■ Exercise aim: Please identify and copy every line in the records below that contains the word "position", matching case exactly.

■ Provided records:

● ● ● ● ● ● ●

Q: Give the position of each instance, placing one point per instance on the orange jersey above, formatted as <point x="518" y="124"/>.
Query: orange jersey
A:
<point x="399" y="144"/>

● ● ● ● ● ● ●

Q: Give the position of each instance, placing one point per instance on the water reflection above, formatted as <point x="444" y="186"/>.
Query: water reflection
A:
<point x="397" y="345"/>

● ● ● ● ● ● ●

■ Exercise solution:
Q: Give the position of each instance, placing one point per instance on the orange jersey above, formatted as <point x="518" y="124"/>.
Q: Give the position of each instance, placing one point per instance on the water reflection above, formatted as <point x="444" y="186"/>.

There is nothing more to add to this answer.